### Exercise description
Omit all images. Transcribe the rest of the material below exactly.

-- Start of Data for this exercise --

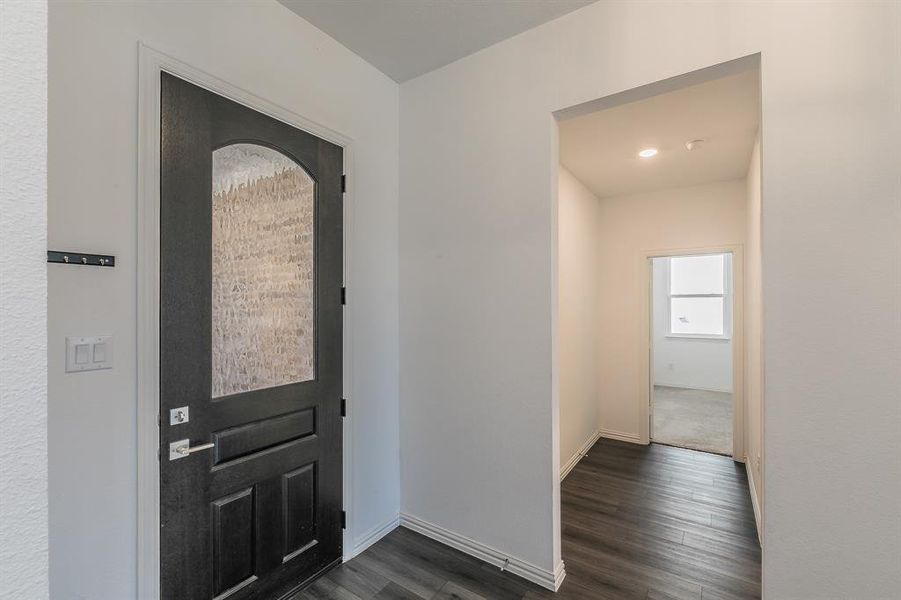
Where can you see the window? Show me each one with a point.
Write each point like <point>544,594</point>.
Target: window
<point>698,296</point>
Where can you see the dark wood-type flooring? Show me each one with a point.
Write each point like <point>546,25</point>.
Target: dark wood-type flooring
<point>639,522</point>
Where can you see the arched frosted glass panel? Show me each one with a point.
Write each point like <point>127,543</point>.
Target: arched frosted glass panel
<point>263,309</point>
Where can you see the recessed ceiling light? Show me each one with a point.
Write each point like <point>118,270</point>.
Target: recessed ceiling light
<point>694,144</point>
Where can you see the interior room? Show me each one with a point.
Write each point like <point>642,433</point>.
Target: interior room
<point>297,301</point>
<point>691,396</point>
<point>656,216</point>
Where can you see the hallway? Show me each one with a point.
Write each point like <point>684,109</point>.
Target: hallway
<point>639,522</point>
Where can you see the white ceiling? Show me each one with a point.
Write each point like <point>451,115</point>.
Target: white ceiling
<point>601,148</point>
<point>406,38</point>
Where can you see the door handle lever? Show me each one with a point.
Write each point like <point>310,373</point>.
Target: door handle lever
<point>183,448</point>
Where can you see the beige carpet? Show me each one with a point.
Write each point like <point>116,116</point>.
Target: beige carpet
<point>694,419</point>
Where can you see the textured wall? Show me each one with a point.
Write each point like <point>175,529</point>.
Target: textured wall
<point>23,300</point>
<point>579,319</point>
<point>754,367</point>
<point>476,250</point>
<point>264,48</point>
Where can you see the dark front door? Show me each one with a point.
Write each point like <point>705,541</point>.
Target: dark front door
<point>250,350</point>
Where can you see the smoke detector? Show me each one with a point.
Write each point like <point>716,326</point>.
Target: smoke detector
<point>694,144</point>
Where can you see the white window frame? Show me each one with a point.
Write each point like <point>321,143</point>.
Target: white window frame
<point>726,296</point>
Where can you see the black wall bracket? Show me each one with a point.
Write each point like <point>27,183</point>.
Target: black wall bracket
<point>80,258</point>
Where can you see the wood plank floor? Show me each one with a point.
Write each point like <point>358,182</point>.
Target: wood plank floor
<point>639,522</point>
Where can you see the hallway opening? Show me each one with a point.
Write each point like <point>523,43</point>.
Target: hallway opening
<point>659,338</point>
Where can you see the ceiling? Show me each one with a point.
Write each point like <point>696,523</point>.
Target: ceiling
<point>601,148</point>
<point>406,38</point>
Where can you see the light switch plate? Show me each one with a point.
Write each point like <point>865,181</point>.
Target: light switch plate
<point>89,353</point>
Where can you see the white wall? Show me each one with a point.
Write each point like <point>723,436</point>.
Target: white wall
<point>695,363</point>
<point>578,222</point>
<point>701,216</point>
<point>753,308</point>
<point>261,47</point>
<point>477,216</point>
<point>23,299</point>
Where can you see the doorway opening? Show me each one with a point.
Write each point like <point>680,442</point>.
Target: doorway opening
<point>691,352</point>
<point>658,334</point>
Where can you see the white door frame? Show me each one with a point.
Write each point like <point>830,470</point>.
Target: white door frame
<point>151,64</point>
<point>646,359</point>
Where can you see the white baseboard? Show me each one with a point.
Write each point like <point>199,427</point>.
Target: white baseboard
<point>545,578</point>
<point>582,451</point>
<point>374,535</point>
<point>753,488</point>
<point>621,436</point>
<point>682,386</point>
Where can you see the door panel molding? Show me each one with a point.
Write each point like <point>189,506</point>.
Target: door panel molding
<point>151,63</point>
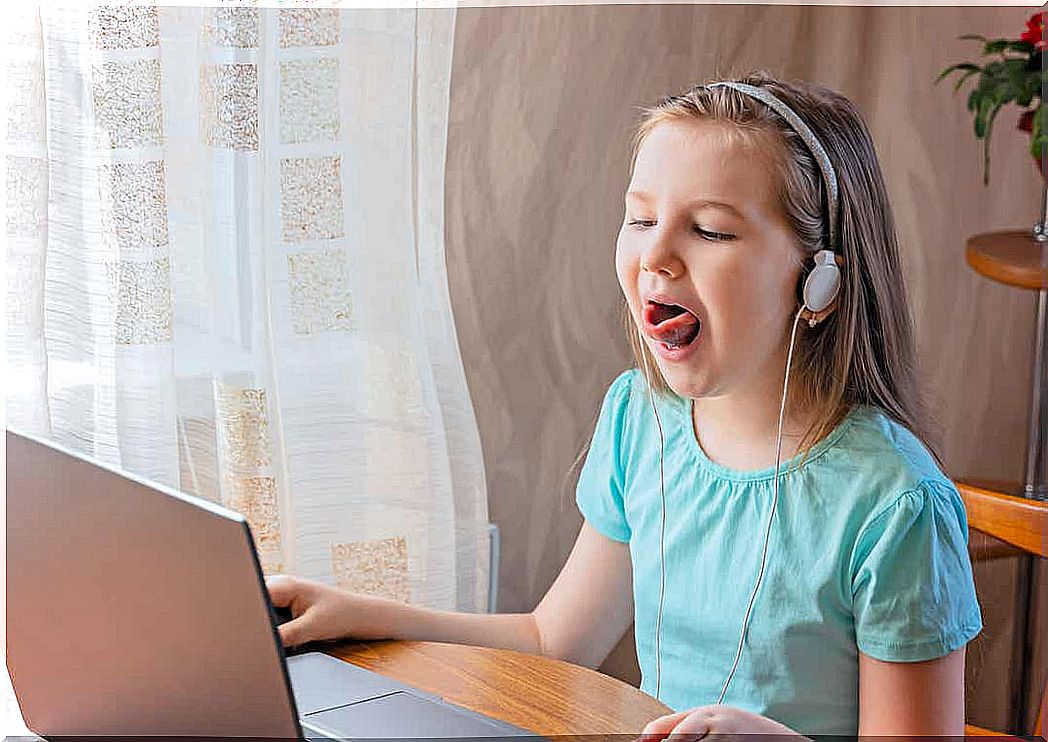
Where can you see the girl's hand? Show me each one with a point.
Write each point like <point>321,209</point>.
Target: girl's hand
<point>714,720</point>
<point>319,611</point>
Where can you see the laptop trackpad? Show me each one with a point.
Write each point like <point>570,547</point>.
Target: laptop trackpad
<point>407,715</point>
<point>321,681</point>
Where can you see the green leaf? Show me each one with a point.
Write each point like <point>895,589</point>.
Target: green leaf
<point>963,78</point>
<point>996,46</point>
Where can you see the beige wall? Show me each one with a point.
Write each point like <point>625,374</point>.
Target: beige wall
<point>542,106</point>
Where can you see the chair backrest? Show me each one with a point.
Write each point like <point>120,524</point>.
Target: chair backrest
<point>1013,520</point>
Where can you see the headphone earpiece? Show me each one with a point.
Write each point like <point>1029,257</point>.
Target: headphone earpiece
<point>823,283</point>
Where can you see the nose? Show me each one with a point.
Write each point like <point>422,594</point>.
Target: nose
<point>660,255</point>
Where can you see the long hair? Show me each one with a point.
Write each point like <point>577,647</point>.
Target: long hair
<point>864,352</point>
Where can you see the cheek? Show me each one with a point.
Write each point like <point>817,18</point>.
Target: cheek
<point>627,268</point>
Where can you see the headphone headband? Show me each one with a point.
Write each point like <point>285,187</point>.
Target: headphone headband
<point>829,177</point>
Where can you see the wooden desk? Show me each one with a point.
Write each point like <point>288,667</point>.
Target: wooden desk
<point>545,696</point>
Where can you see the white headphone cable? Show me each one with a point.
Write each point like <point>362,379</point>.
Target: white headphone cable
<point>767,533</point>
<point>774,501</point>
<point>661,541</point>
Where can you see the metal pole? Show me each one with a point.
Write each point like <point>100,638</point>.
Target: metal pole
<point>1034,481</point>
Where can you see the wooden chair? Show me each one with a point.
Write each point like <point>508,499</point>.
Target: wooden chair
<point>1020,523</point>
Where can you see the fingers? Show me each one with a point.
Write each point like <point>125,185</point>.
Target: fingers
<point>694,726</point>
<point>282,590</point>
<point>291,633</point>
<point>658,728</point>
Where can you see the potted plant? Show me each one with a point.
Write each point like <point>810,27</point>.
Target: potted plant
<point>1013,73</point>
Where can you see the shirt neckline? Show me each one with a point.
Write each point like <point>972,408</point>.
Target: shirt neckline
<point>683,408</point>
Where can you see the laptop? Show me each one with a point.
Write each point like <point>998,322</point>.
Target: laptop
<point>135,610</point>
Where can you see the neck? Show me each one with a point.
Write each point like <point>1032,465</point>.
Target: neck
<point>739,430</point>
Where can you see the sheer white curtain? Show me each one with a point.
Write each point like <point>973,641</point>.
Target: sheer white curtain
<point>225,273</point>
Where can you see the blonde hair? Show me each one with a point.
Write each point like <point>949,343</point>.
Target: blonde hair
<point>864,352</point>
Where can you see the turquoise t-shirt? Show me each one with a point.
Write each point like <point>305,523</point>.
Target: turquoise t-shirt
<point>868,553</point>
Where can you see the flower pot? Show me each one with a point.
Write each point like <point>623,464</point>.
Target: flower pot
<point>1026,124</point>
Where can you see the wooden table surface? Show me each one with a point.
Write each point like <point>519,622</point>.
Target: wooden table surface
<point>1011,257</point>
<point>546,696</point>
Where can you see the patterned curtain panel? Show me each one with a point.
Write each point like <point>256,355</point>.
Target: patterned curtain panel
<point>225,273</point>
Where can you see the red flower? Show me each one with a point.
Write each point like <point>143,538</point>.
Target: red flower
<point>1034,30</point>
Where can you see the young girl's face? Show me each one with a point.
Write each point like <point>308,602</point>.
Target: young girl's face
<point>735,266</point>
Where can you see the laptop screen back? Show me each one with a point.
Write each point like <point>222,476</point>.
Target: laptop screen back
<point>132,609</point>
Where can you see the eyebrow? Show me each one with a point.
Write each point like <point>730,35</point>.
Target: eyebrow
<point>701,203</point>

-- End of Data for this exercise --

### The result
Where can you see the window? Show me each one with a point.
Write each point like <point>544,594</point>.
Target: window
<point>698,296</point>
Where can you see the dark wood-type flooring? Show me each one with a point.
Write each point like <point>546,25</point>.
Target: dark wood-type flooring
<point>639,522</point>
Where can you see the arched frosted glass panel? Show me each one with a point.
Write each point like <point>127,543</point>.
Target: arched frosted glass panel
<point>263,309</point>
Where can you see the recessed ceiling light? Show me each one with a point.
Write each point like <point>118,270</point>.
Target: recessed ceiling light
<point>694,144</point>
Where can you see the interior room? Show me each one with a point.
Write each point like <point>642,433</point>.
Target: interior room
<point>297,301</point>
<point>691,396</point>
<point>656,216</point>
Where can you see the hallway? Show me each one with a point.
Write each point like <point>684,109</point>.
Target: hallway
<point>639,522</point>
Where can you see the white ceiling? Show me each one with a point.
Write each point like <point>451,115</point>.
Target: white ceiling
<point>601,148</point>
<point>406,38</point>
Where can you see the door handle lever? Show me each one with a point.
Write each point like <point>310,373</point>.
Target: door handle lever
<point>183,448</point>
Where can you see the beige carpet? Show me each one with a point.
Write each point like <point>116,116</point>.
Target: beige carpet
<point>694,419</point>
Where can you see the textured wall? Show me each one with a point.
Write each point like <point>175,529</point>.
Target: textured wall
<point>23,300</point>
<point>579,319</point>
<point>754,367</point>
<point>476,250</point>
<point>264,48</point>
Where can you see the dark front door? Show me each one with a point.
Write each point like <point>705,541</point>.
Target: dark front door
<point>250,350</point>
Where can you see the smoke detector? Show me each one with a point.
Write each point like <point>716,326</point>.
Target: smoke detector
<point>694,144</point>
Where can you see the white window frame? Show me each one with a point.
Write each point like <point>321,143</point>.
Target: white window frame
<point>726,296</point>
Where can you see the black wall bracket? Show me each one with a point.
Write each point like <point>27,183</point>.
Target: black wall bracket
<point>80,258</point>
Where can you see the wood plank floor? Show me each one with a point.
Write each point like <point>358,182</point>.
Target: wood plank floor
<point>639,522</point>
Where can you see the hallway opening? Show me each one with a point.
Write each point like <point>523,43</point>.
Target: hallway opening
<point>659,338</point>
Where can you see the ceiling? Show me each one with a point.
Write each point like <point>696,523</point>.
Target: ceiling
<point>601,148</point>
<point>406,38</point>
Where can you see the light switch plate? Show me each one with a point.
Write each point like <point>865,181</point>.
Target: light switch plate
<point>89,353</point>
Where can you see the white wall? Show me each one with a point.
Write each point like <point>723,436</point>.
Target: white wall
<point>695,363</point>
<point>578,222</point>
<point>701,216</point>
<point>753,308</point>
<point>261,47</point>
<point>477,216</point>
<point>23,299</point>
Where can you see the doorway opening? Show me each one with a point.
Write each point like <point>680,442</point>.
Target: doorway opening
<point>691,352</point>
<point>658,334</point>
Where can you see the white door frame? Show me each one with a point.
Write each point like <point>830,470</point>.
Target: white door frame
<point>151,64</point>
<point>646,359</point>
Where can you see the white baseboard? Show me each one with a point.
Write each point like <point>199,427</point>.
Target: white baseboard
<point>545,578</point>
<point>582,451</point>
<point>374,535</point>
<point>753,488</point>
<point>621,436</point>
<point>682,386</point>
Where can you see the door panel molding? Show me each one with a point.
Write each point like <point>189,506</point>.
Target: door panel molding
<point>151,63</point>
Where can you see the girl's hand? Show me each one with a point.
Write each point like <point>321,209</point>.
Target: girl's hand
<point>714,720</point>
<point>319,611</point>
Where can you see the laptop trackpad? Show me each one with a point.
Write each point like <point>570,547</point>.
Target: laptop trackpad
<point>407,715</point>
<point>321,681</point>
Where can you see the green leaf? Show me each one with a point.
Write each point like <point>895,589</point>.
Target: green leaf
<point>963,78</point>
<point>996,46</point>
Where can you see the beige wall? Show me each one with a point.
Write each point like <point>625,374</point>.
Target: beige wall
<point>542,106</point>
Where can you see the chair backrest? Show me each one with a point.
Write each point like <point>120,524</point>.
Target: chair backrest
<point>1013,520</point>
Where can you see the headphone earpiece? Show me each one with a point.
Write each point like <point>1029,257</point>.
Target: headphone earpiece
<point>823,283</point>
Where can you see the nose? Show me each one with a point.
Write each point like <point>422,594</point>.
Target: nose
<point>660,255</point>
Where can you see the long hair? Show me each one with a point.
Write each point like <point>577,647</point>.
Target: long hair
<point>864,352</point>
Where can you see the cheek? Show me each one with a point.
Write each point like <point>817,18</point>.
Target: cheek
<point>627,268</point>
Where can you see the headphone headband? Show me each one with a point.
Write each point like <point>285,187</point>.
Target: headphone headband
<point>829,177</point>
Where can you see the wooden desk? Show me each one with a point.
Write each point like <point>288,667</point>.
Target: wooden desk
<point>545,696</point>
Where can you see the white headphone cable? Show me each one with a point.
Write each point like <point>362,379</point>.
Target: white headphone cable
<point>767,533</point>
<point>774,501</point>
<point>661,541</point>
Where can you see the metal pole? Show me each one with a point.
Write each point like <point>100,638</point>.
Target: metal pole
<point>1034,481</point>
Where can you see the wooden chair? Show me each one with a point.
Write each point like <point>508,499</point>.
Target: wooden chair
<point>1020,523</point>
Where can you see the fingers? Show me each one with a point.
Write each point like <point>125,185</point>.
Target: fingers
<point>694,726</point>
<point>282,590</point>
<point>291,633</point>
<point>658,728</point>
Where can you see the potted plant? Show me each one with a point.
Write each point like <point>810,27</point>.
Target: potted plant
<point>1013,73</point>
Where can you see the shirt neckline? Show me each one with a point.
Write each point like <point>972,408</point>.
Target: shirt neckline
<point>683,408</point>
Where can you see the laptop? Show me each one with a point.
Write each point like <point>998,322</point>.
Target: laptop
<point>135,610</point>
Where can you see the neck? Show me each one with a point.
Write each point like <point>1032,465</point>.
Target: neck
<point>739,430</point>
Where can you see the sheer white curtain? Show me each one with a point.
Write each point like <point>973,641</point>.
Target: sheer white curtain
<point>225,273</point>
Where can you see the blonde hair? Show me each one with a point.
Write each point like <point>949,343</point>.
Target: blonde hair
<point>864,352</point>
Where can you see the turquoise t-shirt? Show me each one with a point.
Write each point like <point>305,523</point>.
Target: turquoise t-shirt
<point>868,553</point>
Where can you see the flower pot? Show me each one with a point.
Write each point like <point>623,464</point>.
Target: flower pot
<point>1026,124</point>
Where can you see the wooden table surface? Show me each one with a point.
Write each point like <point>519,622</point>.
Target: wooden table surface
<point>1011,257</point>
<point>546,696</point>
Where can you see the patterned curtain panel? Show me each one with a point.
Write each point like <point>256,355</point>.
Target: patterned curtain panel
<point>225,273</point>
Where can you see the red flower? Show me each one with a point.
Write each point like <point>143,538</point>.
Target: red flower
<point>1034,30</point>
Where can you see the young girl's face? Show me each one with a point.
Write each point like <point>308,602</point>.
Target: young girl's face
<point>735,266</point>
Where can you see the laptop screen back? Show me each one with a point.
Write each point like <point>222,476</point>.
Target: laptop screen back
<point>132,609</point>
Where can you see the eyebrow? Show me each one with a point.
Write each point like <point>730,35</point>.
Target: eyebrow
<point>701,203</point>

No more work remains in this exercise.